▶ **Exercise prompt**: What is needed is an exact copy of all the records below.

▶ **Data for analysis**:
····················

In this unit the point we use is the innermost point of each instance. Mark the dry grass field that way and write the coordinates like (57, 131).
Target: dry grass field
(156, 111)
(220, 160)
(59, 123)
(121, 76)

····················

▶ **Response below**:
In this unit the point we use is the innermost point of each instance. Mark the dry grass field that way and write the coordinates like (57, 131).
Target: dry grass field
(156, 111)
(220, 160)
(59, 123)
(121, 76)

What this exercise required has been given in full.